── Data in this exercise

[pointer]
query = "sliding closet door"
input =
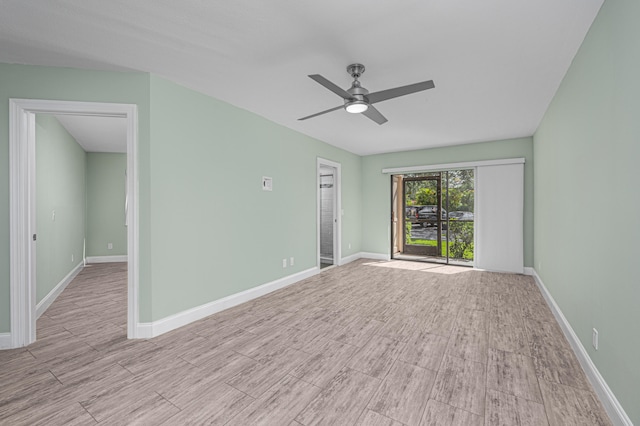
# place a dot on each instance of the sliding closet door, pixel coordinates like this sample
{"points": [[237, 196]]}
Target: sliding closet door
{"points": [[499, 218]]}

────

What to work on ::
Put every line of the rows above into a Markdown table with the columns Nr and Line, numbering each line and skipping blank ones. Leave the pictures out.

Solution ::
| Nr | Line |
|---|---|
| 1 | [pointer] |
| 2 | query = "sliding closet door" |
| 3 | input = |
| 4 | # place a dot on each instance of the sliding closet door, pixel coordinates like this sample |
| 5 | {"points": [[237, 196]]} |
| 6 | Target: sliding closet door |
| 7 | {"points": [[499, 218]]} |